Instruction: Retype the passage on Sanders and the Sandinistas word for word, from its first sentence through its last.

Text extract:
****************
The Sandinistas were an inspiration for a generation of leftists. Whatever their shortcomings, they became a shining example of successful revolutionary politics during a period of disillusionment for the international left. During the 1980s, Nicaragua was a red republic in the United States’ backyard, clinging to socialist principles at the height of the Cold War.

When he was mayor of Burlington, Sanders visited the country as a guest of the revolutionary government. While in Nicaragua, he pledged to help stop US intervention in the region — at the time, the Reagan administration was funding a brutal anti-Sandinista insurgency that would ultimately leave more than sixty thousand dead. Burlington even entered into a sister-city agreement with Puerto Cabezas, an embattled city on the country’s Caribbean coast.

Sanders’s opposition to Reagan’s dirty war in Nicaragua was hardly unique — there was widespread opposition to US intervention in Central America during the time, not just on the radical left but also among liberals and moderates. Yet today’s Democrats seem to have forgotten this anti-interventionist history.
****************
Data lines:
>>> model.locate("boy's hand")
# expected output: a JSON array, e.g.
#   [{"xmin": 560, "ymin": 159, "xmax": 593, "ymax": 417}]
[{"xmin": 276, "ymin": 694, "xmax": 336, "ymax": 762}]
****************
The solution:
The Sandinistas were an inspiration for a generation of leftists. Whatever their shortcomings, they became a shining example of successful revolutionary politics during a period of disillusionment for the international left. During the 1980s, Nicaragua was a red republic in the United States’ backyard, clinging to socialist principles at the height of the Cold War.

When he was mayor of Burlington, Sanders visited the country as a guest of the revolutionary government. While in Nicaragua, he pledged to help stop US intervention in the region — at the time, the Reagan administration was funding a brutal anti-Sandinista insurgency that would ultimately leave more than sixty thousand dead. Burlington even entered into a sister-city agreement with Puerto Cabezas, an embattled city on the country’s Caribbean coast.

Sanders’s opposition to Reagan’s dirty war in Nicaragua was hardly unique — there was widespread opposition to US intervention in Central America during the time, not just on the radical left but also among liberals and moderates. Yet today’s Democrats seem to have forgotten this anti-interventionist history.